##### Passage given #####

The PCM is the heart of the EEC-5 system. It receives data from a number of sensors and other electronic components (switches, relay, etc.). Based on information received and programs mapped into the PCM's memory, it generates output signals to control various relay, solenoids and other actuators. The PCM in the EEC-5 system has calibration modules, located inside the assembly, that contain calibration specifications for optimizing emissions, fuel economy and driveability. The calibration module is called a PROM.

The EEC-5 system consists of the following components:

Powertrain Control Module (PCM)
Throttle Position (TP) sensor
Mass Air Flow (MAF) sensor
Intake Air Temperature (IAT) sensor
Idle Air Control (IAC) valve
Engine Coolant Temperature (ECT) sensor
Heated Oxygen Sensor (HO2S)
Camshaft Position (CMP) sensor
Knock Sensor (KS)
Vehicle Speed Sensor (VSS)
Crankshaft Position (CKP) sensor

The MAF sensor (a potentiometer) senses the position of the airflow in the engine's air induction system and generates a voltage signal that varies with the amount of air drawn into the engine. The IAT sensor (a sensor in the area of the MAF sensor) measures the temperature of the incoming air and transmits a corresponding electrical signal. Another temperature sensor (the ECT sensor) inserted in the engine coolant tells if the engine is cold or warmed up. The TP sensor, a switch that senses throttle plate position, produces electrical signals that tell the PCM when the throttle is closed or wide open. A special probe (the HO2S) in the exhaust manifold measures the amount of oxygen in the exhaust gas, which is in indication of combustion efficiency, and sends a signal to the PCM. The sixth signal, camshaft position information, is transmitted by the CMP sensor, installed in place of the distributor.

##### Material supplied #####

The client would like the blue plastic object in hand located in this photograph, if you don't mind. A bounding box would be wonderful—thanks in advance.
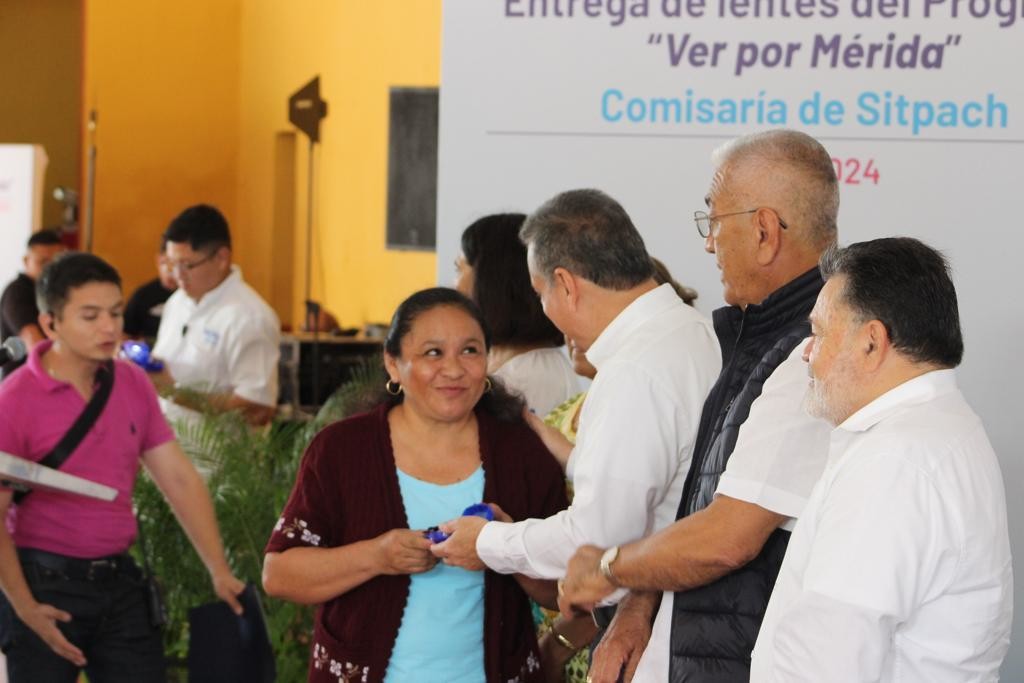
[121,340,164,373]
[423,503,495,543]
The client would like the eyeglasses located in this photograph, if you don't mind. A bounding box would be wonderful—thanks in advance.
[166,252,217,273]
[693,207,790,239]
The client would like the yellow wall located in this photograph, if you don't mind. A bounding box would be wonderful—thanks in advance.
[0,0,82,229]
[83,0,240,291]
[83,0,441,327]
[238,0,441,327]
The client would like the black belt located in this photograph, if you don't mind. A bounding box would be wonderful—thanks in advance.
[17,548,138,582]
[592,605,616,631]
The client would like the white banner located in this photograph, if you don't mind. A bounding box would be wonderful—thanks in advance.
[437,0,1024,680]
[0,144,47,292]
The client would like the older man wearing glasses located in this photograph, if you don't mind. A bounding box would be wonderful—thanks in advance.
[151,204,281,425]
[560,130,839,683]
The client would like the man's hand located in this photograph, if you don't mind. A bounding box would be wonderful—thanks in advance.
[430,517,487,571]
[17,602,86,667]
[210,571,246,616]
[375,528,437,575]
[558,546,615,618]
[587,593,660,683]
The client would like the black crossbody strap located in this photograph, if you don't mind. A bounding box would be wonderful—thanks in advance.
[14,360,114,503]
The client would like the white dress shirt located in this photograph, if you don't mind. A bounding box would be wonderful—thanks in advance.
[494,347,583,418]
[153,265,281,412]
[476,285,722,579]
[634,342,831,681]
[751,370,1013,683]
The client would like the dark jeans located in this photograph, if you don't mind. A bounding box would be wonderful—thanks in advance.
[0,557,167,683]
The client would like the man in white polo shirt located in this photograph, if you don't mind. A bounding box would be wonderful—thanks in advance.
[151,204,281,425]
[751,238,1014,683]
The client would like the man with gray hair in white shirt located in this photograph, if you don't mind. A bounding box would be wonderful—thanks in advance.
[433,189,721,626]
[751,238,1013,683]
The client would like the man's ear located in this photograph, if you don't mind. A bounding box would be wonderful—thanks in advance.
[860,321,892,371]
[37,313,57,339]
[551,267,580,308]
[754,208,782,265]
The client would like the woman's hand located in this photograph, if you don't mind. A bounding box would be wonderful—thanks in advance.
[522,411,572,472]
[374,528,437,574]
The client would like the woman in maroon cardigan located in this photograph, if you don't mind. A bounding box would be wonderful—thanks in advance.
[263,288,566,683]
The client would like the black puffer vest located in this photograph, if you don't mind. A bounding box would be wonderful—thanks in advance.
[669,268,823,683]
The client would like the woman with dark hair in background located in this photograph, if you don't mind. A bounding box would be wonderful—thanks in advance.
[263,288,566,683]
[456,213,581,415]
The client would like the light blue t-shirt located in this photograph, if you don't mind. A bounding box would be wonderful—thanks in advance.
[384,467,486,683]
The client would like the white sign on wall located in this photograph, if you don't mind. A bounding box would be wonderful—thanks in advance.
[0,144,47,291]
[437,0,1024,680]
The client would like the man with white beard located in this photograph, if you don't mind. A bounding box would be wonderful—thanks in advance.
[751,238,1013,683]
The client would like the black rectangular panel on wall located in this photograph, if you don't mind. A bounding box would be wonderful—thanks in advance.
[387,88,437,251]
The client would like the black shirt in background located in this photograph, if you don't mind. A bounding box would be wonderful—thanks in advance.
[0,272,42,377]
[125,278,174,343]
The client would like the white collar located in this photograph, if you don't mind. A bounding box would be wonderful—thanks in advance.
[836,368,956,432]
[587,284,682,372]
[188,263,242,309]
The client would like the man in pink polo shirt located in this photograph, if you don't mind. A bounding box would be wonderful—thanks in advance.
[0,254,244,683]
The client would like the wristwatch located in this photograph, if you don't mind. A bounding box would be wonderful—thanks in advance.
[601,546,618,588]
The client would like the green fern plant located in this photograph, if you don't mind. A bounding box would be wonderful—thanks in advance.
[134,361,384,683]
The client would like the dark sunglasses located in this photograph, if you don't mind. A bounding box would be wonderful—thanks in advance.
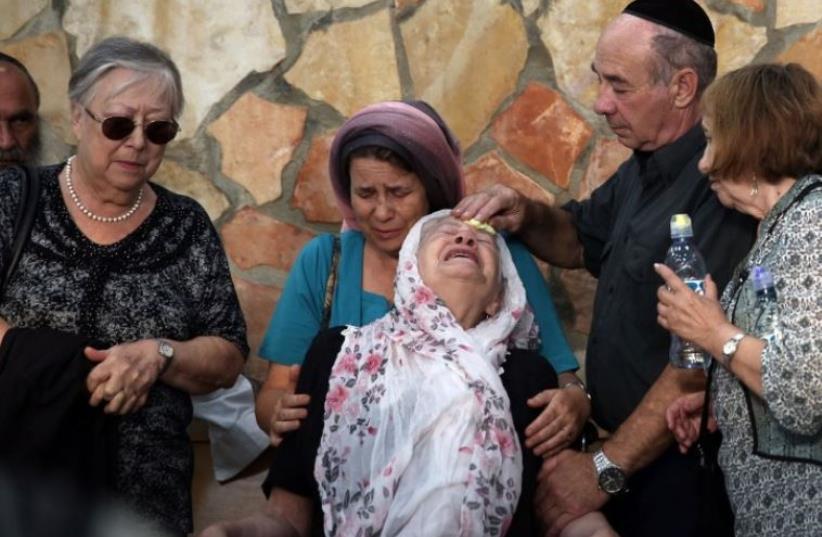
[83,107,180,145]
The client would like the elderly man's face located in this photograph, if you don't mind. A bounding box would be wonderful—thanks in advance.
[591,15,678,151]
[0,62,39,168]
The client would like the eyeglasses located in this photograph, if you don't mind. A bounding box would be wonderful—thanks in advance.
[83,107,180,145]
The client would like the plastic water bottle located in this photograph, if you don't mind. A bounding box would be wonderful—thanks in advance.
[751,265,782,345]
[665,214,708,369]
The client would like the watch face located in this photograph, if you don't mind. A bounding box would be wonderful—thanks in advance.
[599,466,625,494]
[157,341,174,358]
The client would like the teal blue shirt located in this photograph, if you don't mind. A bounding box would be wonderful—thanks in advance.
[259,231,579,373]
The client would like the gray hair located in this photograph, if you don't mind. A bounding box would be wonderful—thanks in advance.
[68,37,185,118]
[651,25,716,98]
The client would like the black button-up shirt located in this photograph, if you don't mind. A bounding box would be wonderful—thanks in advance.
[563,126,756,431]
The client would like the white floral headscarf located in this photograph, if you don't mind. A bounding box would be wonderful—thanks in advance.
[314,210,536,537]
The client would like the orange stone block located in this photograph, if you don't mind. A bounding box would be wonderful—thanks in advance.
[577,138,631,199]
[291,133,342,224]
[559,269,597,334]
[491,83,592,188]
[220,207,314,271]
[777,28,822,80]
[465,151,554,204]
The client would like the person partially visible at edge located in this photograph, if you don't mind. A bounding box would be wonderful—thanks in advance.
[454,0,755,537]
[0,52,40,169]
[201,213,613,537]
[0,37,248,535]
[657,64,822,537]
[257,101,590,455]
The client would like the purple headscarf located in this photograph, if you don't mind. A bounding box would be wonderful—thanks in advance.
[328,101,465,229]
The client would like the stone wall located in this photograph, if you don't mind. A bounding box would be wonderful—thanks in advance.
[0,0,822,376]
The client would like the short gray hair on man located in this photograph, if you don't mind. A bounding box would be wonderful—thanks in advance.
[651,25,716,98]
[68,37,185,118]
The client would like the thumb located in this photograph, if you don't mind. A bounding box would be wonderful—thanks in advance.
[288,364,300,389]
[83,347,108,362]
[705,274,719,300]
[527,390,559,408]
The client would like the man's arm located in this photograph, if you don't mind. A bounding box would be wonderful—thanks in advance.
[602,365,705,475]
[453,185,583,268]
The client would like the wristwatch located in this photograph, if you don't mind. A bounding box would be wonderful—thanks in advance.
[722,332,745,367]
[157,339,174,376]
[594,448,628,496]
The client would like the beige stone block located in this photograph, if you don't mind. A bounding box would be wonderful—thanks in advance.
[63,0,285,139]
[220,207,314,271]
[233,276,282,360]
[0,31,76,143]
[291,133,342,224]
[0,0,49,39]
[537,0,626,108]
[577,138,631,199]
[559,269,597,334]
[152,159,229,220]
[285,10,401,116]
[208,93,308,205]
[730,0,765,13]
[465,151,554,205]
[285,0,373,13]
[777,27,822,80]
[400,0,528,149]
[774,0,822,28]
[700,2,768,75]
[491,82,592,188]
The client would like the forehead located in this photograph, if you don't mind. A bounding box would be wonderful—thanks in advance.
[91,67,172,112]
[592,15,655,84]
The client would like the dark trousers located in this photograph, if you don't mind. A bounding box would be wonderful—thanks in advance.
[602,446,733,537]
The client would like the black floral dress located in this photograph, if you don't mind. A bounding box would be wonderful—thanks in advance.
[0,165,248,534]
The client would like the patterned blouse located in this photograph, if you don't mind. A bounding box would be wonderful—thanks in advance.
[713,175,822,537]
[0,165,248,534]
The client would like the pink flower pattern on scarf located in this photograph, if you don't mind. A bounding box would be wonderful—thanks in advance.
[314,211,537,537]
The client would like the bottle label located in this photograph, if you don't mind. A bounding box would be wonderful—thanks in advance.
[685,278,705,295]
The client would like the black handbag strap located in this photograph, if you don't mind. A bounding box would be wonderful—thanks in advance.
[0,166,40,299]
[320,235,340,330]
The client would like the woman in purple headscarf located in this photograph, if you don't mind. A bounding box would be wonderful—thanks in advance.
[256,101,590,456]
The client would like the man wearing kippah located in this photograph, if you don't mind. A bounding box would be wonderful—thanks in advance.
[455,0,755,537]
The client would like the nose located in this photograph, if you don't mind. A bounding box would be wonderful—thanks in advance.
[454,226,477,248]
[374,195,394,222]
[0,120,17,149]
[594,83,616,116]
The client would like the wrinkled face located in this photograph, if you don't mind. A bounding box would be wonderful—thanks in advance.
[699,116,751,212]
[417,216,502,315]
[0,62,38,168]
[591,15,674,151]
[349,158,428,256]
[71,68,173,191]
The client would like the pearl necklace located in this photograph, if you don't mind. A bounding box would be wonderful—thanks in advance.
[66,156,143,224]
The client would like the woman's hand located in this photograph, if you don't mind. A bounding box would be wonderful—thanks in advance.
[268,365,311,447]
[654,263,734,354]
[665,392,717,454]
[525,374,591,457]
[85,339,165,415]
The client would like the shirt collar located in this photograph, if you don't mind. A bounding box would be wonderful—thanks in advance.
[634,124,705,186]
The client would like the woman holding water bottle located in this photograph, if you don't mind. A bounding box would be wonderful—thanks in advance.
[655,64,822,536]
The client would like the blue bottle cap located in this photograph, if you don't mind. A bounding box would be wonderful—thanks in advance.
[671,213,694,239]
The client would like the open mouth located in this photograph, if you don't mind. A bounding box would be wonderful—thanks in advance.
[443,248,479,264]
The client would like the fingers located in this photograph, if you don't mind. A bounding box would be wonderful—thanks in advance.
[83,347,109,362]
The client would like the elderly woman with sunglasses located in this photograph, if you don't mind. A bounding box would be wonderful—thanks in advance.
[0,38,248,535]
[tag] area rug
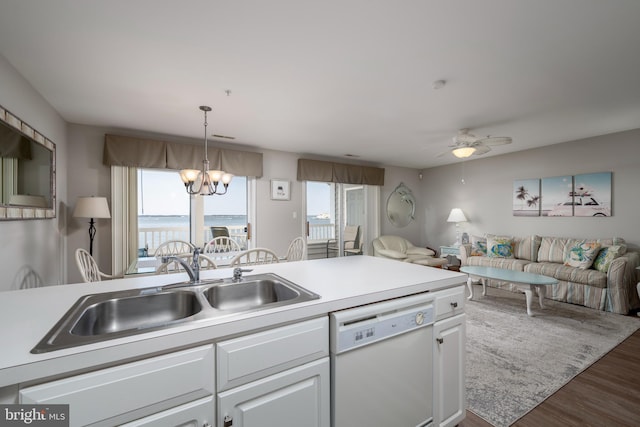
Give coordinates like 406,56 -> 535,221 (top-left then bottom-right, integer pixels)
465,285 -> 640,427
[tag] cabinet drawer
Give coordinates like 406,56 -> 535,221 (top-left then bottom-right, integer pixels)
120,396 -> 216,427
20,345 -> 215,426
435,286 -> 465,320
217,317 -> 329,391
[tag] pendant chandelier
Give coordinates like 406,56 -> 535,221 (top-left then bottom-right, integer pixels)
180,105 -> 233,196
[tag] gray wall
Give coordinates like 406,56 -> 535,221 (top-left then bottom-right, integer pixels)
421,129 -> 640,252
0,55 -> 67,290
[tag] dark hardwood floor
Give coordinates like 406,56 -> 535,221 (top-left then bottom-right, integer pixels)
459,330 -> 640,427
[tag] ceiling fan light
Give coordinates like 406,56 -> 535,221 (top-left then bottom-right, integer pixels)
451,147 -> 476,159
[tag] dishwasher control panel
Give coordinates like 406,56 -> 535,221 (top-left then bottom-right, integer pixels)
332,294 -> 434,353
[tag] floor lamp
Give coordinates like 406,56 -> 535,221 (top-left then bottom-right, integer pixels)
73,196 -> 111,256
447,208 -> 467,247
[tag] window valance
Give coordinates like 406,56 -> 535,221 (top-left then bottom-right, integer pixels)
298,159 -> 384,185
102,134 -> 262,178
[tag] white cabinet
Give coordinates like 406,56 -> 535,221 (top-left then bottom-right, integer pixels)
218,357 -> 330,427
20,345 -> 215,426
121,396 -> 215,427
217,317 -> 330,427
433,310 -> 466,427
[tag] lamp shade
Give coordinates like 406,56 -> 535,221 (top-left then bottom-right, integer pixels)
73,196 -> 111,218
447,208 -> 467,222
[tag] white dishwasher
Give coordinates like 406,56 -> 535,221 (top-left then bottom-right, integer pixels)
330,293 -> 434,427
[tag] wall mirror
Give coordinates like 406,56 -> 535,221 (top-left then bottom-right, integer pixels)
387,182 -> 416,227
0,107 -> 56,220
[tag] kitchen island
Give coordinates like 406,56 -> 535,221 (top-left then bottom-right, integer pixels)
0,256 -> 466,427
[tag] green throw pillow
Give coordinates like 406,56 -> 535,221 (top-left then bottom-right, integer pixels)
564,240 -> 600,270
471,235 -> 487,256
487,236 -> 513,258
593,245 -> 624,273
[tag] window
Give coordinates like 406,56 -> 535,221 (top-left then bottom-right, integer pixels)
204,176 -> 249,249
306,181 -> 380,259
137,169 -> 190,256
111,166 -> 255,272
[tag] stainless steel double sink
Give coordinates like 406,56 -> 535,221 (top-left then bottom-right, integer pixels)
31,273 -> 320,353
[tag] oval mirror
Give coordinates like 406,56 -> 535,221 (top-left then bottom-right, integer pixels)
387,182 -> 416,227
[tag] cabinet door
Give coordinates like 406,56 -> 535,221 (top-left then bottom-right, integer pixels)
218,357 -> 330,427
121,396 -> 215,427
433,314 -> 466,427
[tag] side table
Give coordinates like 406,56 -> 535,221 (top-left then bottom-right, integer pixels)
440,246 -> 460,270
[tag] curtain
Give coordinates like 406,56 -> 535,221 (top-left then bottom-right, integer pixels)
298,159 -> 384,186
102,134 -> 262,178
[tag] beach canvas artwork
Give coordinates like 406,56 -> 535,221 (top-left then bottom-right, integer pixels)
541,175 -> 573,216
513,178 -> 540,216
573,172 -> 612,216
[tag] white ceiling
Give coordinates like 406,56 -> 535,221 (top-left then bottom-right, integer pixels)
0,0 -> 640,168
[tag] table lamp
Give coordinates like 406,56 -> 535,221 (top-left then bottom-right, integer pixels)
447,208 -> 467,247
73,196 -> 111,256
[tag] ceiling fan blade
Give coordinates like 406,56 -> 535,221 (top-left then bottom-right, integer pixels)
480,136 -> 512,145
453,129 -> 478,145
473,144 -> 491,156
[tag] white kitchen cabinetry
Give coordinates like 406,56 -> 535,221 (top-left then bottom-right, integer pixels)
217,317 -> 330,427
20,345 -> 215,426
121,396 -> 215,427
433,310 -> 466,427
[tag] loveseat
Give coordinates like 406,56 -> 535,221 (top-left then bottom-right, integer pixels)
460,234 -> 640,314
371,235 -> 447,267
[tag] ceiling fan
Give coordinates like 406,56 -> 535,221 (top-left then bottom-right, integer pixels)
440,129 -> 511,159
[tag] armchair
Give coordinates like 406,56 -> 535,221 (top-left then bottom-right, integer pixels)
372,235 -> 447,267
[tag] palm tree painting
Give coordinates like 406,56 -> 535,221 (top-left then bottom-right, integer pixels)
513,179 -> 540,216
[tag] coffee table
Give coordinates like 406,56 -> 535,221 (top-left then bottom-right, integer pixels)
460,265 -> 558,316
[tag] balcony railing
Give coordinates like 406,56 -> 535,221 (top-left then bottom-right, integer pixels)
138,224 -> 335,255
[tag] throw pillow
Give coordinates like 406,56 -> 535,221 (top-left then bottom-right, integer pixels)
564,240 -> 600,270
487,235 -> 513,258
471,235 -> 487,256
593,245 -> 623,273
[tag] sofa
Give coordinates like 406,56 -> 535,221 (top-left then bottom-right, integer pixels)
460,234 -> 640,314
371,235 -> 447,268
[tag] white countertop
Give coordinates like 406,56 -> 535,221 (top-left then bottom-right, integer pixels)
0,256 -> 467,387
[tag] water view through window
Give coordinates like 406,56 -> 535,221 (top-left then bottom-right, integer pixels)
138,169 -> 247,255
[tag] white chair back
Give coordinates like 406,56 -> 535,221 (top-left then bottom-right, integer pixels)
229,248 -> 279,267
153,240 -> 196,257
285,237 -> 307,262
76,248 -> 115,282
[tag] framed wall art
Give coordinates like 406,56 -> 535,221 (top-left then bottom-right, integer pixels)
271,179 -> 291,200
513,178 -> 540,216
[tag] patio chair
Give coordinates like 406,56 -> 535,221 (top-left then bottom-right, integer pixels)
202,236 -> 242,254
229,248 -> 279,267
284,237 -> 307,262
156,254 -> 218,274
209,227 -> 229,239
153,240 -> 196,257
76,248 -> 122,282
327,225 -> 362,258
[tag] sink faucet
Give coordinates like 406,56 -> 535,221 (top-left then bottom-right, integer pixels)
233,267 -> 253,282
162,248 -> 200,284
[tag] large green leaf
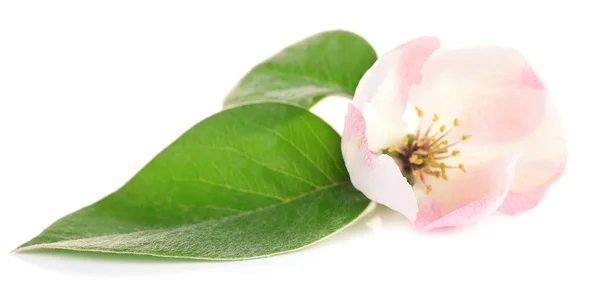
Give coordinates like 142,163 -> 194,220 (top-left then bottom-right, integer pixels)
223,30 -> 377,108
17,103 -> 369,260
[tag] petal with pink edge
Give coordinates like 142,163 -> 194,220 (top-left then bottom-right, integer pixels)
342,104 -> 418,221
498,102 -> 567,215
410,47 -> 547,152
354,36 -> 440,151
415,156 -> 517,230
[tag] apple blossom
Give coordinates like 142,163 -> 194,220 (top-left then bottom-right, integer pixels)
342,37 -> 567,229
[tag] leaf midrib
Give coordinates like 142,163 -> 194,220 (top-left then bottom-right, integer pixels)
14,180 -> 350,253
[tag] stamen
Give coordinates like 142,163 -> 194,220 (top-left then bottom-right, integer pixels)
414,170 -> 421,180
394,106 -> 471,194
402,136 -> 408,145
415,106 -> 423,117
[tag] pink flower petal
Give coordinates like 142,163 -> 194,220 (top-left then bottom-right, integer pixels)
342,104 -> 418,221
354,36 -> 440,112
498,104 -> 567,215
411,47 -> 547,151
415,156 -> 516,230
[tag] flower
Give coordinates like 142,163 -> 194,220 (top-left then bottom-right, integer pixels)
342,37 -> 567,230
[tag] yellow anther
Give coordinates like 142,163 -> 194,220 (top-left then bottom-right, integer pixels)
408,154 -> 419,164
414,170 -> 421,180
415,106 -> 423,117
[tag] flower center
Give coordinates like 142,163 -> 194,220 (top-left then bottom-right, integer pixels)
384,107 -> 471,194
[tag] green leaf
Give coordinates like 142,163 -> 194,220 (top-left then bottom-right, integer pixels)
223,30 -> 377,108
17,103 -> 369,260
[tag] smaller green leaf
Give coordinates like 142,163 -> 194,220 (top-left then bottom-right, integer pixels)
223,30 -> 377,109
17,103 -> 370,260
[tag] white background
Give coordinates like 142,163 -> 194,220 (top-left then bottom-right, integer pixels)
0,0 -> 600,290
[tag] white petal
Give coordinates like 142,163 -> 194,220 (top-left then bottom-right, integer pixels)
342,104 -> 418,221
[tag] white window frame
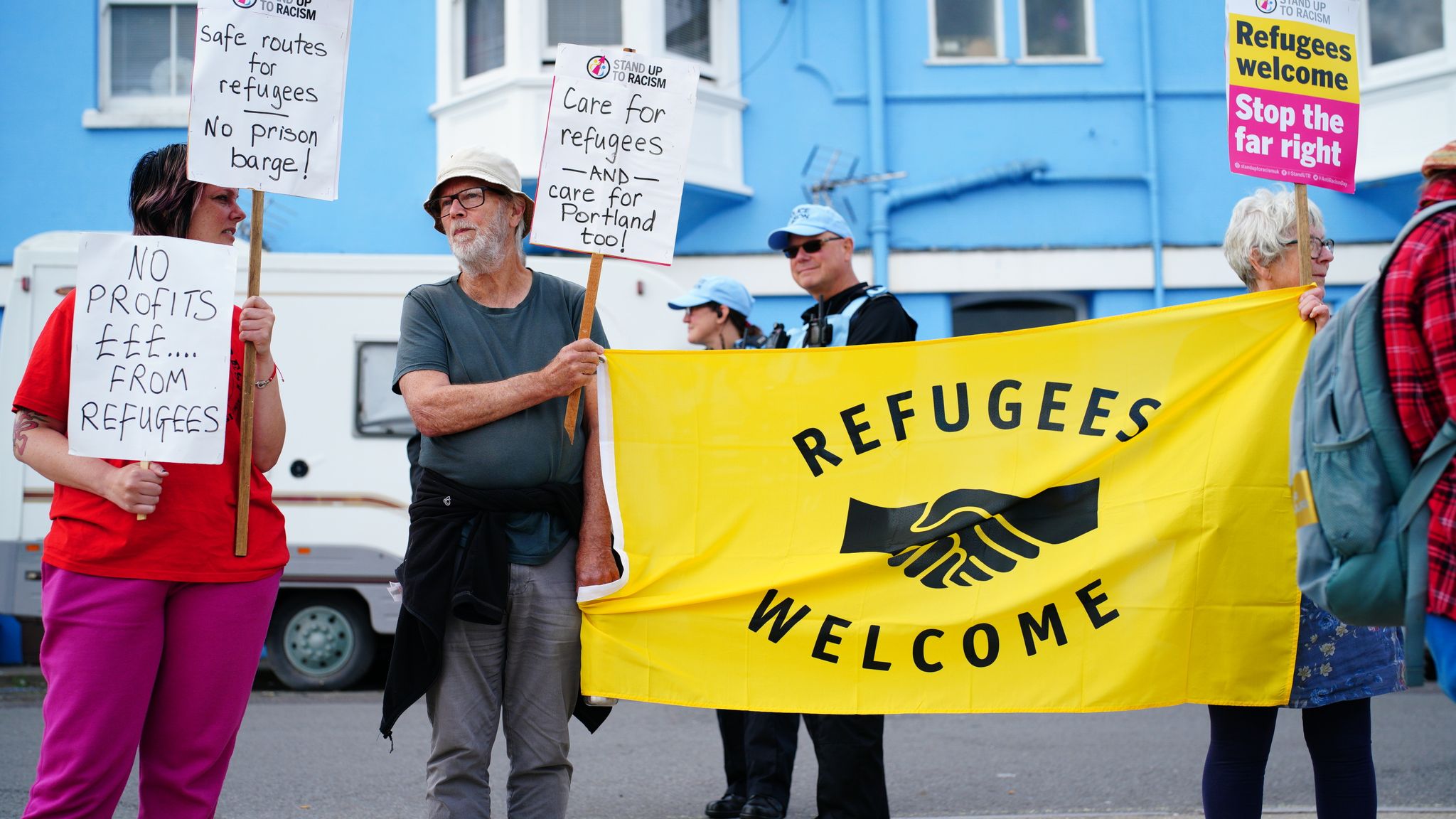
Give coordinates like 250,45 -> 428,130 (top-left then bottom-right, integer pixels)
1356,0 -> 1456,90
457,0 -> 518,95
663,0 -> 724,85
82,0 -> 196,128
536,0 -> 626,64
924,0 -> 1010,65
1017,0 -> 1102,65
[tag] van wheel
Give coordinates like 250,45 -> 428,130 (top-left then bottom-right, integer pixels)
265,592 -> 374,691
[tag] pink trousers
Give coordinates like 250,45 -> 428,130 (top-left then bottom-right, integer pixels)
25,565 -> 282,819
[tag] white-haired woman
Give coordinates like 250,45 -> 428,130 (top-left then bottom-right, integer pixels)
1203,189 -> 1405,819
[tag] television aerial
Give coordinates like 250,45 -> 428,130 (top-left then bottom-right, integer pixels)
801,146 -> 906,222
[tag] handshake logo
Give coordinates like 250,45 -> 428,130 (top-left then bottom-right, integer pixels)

#####

Your tasks
a – Based on the passage on the EEC-5 system, say whether each statement agrees with it: (i) the calibration module in the PCM is called a PROM; (ii) the ECT sensor sits in the exhaust manifold; (iii) the CMP sensor is installed in place of the distributor. Answer yes or no for each and quote the words that decide it.
b – Carry on the passage on the EEC-5 system from its last sentence.

Answers for this exercise
a –
(i) Yes: "The calibration module is called a PROM."
(ii) No: "Another temperature sensor (the ECT sensor) inserted in the engine coolant"
(iii) Yes: "transmitted by the CMP sensor, installed in place of the distributor."

b –
The EEC-5 microcomputer circuit processes the input signals and produces output control signals to the fuel injectors to regulate fuel discharged to the injectors. It also adjusts ignition spark timing to provide the best balance between driveability and economy, and controls the IAC valve to maintain the proper idle speed.

Because of the complicated nature of the EEC-5 OBD II system, special tools such as a Break Out Box (BOB) and a Generic Scan Tool (GST) are necessary for testing and troubleshooting.